— begin DOCUMENT TEXT —

RoboPapers Ep#72: SONIC: Supersizing Motion Tracking for Natural Humanoid Whole-Body Control
How can we build a general-purpose “foundation model” for robot motion? Zhengyi Luo joitns us to talk about SONIC, which uses motion tracking as a foundational task for humanoid robot control, and scales humanoid control training to 9k GPU hours and 100 million frames worth of data. The result: a model with a generally-useful embedding space that can be controlled by a VLA, or from human video, to perform a wide variety of humanoid whole-body-control tasks, including with zero-shot transfer to previously unseen motions.
Watch episode 72 of RoboPapers, with Michael Cho and Jiafei Duan, now!
Abstract
Despite the rise of billion-parameter foundation models trained across thousands of GPUs, similar scaling gains have not been shown for humanoid control. Current neural controllers for humanoids remain modest in size, target a limited set of behaviors, and are trained on a handful of GPUs. We show that scaling model capacity, data, and compute yields a generalist humanoid controller capable of natural, robust whole-body movements. We position motion tracking as a scalable task for humanoid control, leveraging dense supervision from diverse motion-capture data to acquire human motion priors without manual reward engineering. We build a foundation model for motion tracking by scaling along three axes: network size (1.2M to 42M parameters), dataset volume (100M+ frames from 700 hours of motion capture), and compute (21k GPU hours). Beyond demonstrating the benefits of scale, we further show downstream utility through: (1) a real-time kinematic planner bridging motion tracking to tasks such as navigation, enabling natural and interactive control, and (2) a unified token space supporting VR teleoperation and vision-language-action (VLA) models with a single policy. Through this interface, we demonstrate autonomous VLA-driven whole-body loco-manipulation requiring coordinated hand and foot placement. Scaling motion tracking exhibits favorable properties: performance improves steadily with compute and data diversity, and learned policies generalize to unseen motions, establishing motion tracking at scale as a practical foundation for humanoid control.

— end DOCUMENT TEXT —
— begin RECORDS PROVIDED —

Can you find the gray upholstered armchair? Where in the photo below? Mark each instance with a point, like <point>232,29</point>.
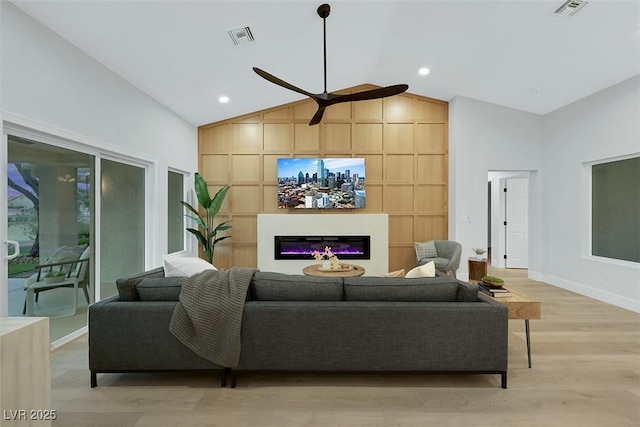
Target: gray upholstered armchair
<point>444,253</point>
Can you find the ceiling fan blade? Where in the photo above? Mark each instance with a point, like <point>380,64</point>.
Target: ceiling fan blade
<point>275,80</point>
<point>317,116</point>
<point>382,92</point>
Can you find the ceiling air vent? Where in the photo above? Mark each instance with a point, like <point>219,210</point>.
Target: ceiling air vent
<point>242,35</point>
<point>570,8</point>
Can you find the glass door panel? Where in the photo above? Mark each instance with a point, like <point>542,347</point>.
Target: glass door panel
<point>175,212</point>
<point>122,225</point>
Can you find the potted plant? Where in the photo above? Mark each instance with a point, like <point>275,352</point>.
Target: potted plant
<point>479,252</point>
<point>207,234</point>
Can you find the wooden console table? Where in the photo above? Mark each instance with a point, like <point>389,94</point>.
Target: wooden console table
<point>522,307</point>
<point>25,391</point>
<point>353,271</point>
<point>477,268</point>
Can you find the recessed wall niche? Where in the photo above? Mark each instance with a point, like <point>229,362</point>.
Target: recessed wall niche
<point>403,139</point>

— end RECORDS PROVIDED —

GOALS:
A - From the SONIC episode description, copy verbatim the part that opens with the words containing "RoboPapers Ep#72: SONIC: Supersizing" and closes with "previously unseen motions.".
B - Repeat all of the records above verbatim, omitting the pictures.

OUTPUTS:
A -
RoboPapers Ep#72: SONIC: Supersizing Motion Tracking for Natural Humanoid Whole-Body Control
How can we build a general-purpose “foundation model” for robot motion? Zhengyi Luo joitns us to talk about SONIC, which uses motion tracking as a foundational task for humanoid robot control, and scales humanoid control training to 9k GPU hours and 100 million frames worth of data. The result: a model with a generally-useful embedding space that can be controlled by a VLA, or from human video, to perform a wide variety of humanoid whole-body-control tasks, including with zero-shot transfer to previously unseen motions.

B -
Can you find the gray upholstered armchair? Where in the photo below? Mark each instance with a point, like <point>232,29</point>.
Target: gray upholstered armchair
<point>444,253</point>
Can you find the ceiling fan blade? Where in the photo above? Mark each instance with a point, like <point>380,64</point>.
Target: ceiling fan blade
<point>275,80</point>
<point>317,116</point>
<point>382,92</point>
Can you find the ceiling air vent? Where in the photo above? Mark each instance with a point, like <point>219,210</point>.
Target: ceiling air vent
<point>242,35</point>
<point>570,8</point>
Can you find the glass door panel? Where in the photo above? Mark each instance with a point, like <point>542,347</point>.
Target: glass door panel
<point>175,212</point>
<point>122,225</point>
Can you find the potted plant? Where in the photo above? Mark each instance with a point, like <point>275,352</point>.
Target: potted plant
<point>479,252</point>
<point>207,234</point>
Can you find the wooden console table? Where in the photo above? Mark each instance with a point, like <point>389,94</point>.
Target: wooden console table
<point>522,307</point>
<point>25,391</point>
<point>353,271</point>
<point>477,268</point>
Can you find the recessed wall niche? Where in the photo above? Mark each instance with a point, like <point>229,362</point>.
Target: recessed wall niche
<point>403,139</point>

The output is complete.